Rows from a segmentation dataset
——

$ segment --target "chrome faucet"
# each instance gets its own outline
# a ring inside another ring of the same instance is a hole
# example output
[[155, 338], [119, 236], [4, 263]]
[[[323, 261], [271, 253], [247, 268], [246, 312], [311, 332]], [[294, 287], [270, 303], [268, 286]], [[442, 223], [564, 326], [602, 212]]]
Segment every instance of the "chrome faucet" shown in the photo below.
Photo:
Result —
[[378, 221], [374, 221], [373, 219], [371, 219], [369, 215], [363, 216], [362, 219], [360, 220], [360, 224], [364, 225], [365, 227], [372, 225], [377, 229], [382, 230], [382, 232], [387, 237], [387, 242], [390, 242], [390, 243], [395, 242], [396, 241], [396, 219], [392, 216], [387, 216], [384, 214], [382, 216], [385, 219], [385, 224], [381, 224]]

——

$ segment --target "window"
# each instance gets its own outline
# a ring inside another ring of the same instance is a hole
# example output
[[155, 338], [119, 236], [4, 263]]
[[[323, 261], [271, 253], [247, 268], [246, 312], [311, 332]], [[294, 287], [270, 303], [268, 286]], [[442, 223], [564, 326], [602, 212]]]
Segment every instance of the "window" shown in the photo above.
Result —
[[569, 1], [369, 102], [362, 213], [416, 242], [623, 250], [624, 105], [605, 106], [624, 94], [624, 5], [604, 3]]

——

What you need to do: Select each line in the data above that contains the word "every", and copy those lines.

Reply to the task:
Segment every instance of the "chrome faucet" shown in the photo below.
Segment every instance of the "window" shown in the photo above.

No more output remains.